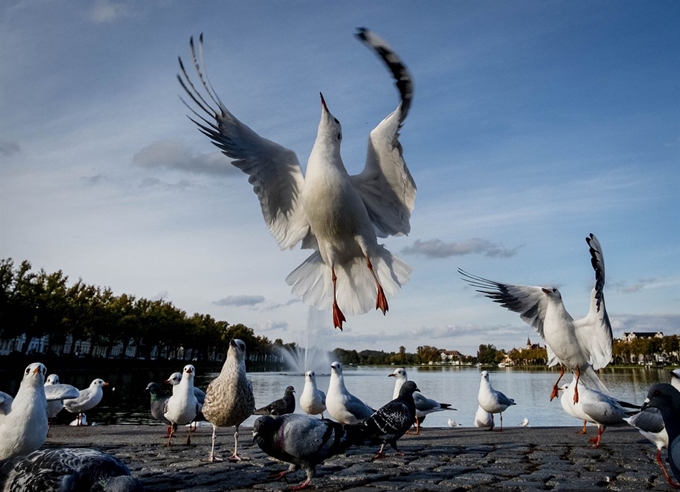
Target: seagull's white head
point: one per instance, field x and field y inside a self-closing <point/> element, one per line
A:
<point x="52" y="379"/>
<point x="34" y="374"/>
<point x="553" y="293"/>
<point x="330" y="129"/>
<point x="336" y="368"/>
<point x="399" y="373"/>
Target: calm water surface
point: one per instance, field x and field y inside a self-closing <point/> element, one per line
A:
<point x="125" y="401"/>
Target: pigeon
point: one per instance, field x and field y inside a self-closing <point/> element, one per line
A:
<point x="303" y="441"/>
<point x="157" y="404"/>
<point x="583" y="345"/>
<point x="281" y="406"/>
<point x="182" y="407"/>
<point x="88" y="399"/>
<point x="67" y="470"/>
<point x="229" y="398"/>
<point x="675" y="378"/>
<point x="337" y="215"/>
<point x="650" y="424"/>
<point x="595" y="407"/>
<point x="392" y="420"/>
<point x="312" y="399"/>
<point x="174" y="380"/>
<point x="483" y="419"/>
<point x="23" y="419"/>
<point x="491" y="400"/>
<point x="340" y="403"/>
<point x="666" y="399"/>
<point x="424" y="405"/>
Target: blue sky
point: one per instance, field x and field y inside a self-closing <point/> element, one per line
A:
<point x="533" y="124"/>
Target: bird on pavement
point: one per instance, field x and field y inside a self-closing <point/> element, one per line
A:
::::::::
# [Objective]
Can you arrange every line of the items above as a JSON list of strings, one string per line, with blank lines skipped and the pictures left out?

# [Worked solution]
[
  "Target: seagull's white head",
  "point: one per instance, field x and field y inside a self-closing <point/> element, one per line",
  "A:",
  "<point x=\"52\" y=\"379\"/>",
  "<point x=\"34\" y=\"374\"/>",
  "<point x=\"553\" y=\"293\"/>",
  "<point x=\"330\" y=\"129\"/>",
  "<point x=\"336\" y=\"368\"/>",
  "<point x=\"399\" y=\"373\"/>",
  "Target: calm water surface",
  "point: one per instance, field x and field y inside a self-closing <point/> element, one per line",
  "A:",
  "<point x=\"125\" y=\"401\"/>",
  "Target: pigeon",
  "point: one per instance, field x and field y inside a self-closing <point/> element, one per line",
  "A:",
  "<point x=\"303\" y=\"441\"/>",
  "<point x=\"157\" y=\"404\"/>",
  "<point x=\"583\" y=\"345\"/>",
  "<point x=\"281\" y=\"406\"/>",
  "<point x=\"182\" y=\"407\"/>",
  "<point x=\"88\" y=\"399\"/>",
  "<point x=\"67\" y=\"470\"/>",
  "<point x=\"229\" y=\"398\"/>",
  "<point x=\"675\" y=\"378\"/>",
  "<point x=\"337\" y=\"215\"/>",
  "<point x=\"650\" y=\"424\"/>",
  "<point x=\"595\" y=\"407\"/>",
  "<point x=\"392\" y=\"420\"/>",
  "<point x=\"312\" y=\"399\"/>",
  "<point x=\"174\" y=\"380\"/>",
  "<point x=\"483\" y=\"419\"/>",
  "<point x=\"23\" y=\"419\"/>",
  "<point x=\"491\" y=\"400\"/>",
  "<point x=\"340\" y=\"403\"/>",
  "<point x=\"666\" y=\"399\"/>",
  "<point x=\"424\" y=\"405\"/>",
  "Target: blue sky",
  "point: one per instance, field x and field y inside a self-closing <point/> element, one per line",
  "A:",
  "<point x=\"533\" y=\"124\"/>",
  "Target: bird on pavement",
  "point: one per instance, field x and field y inside a self-closing <point/> element, one per line",
  "A:"
]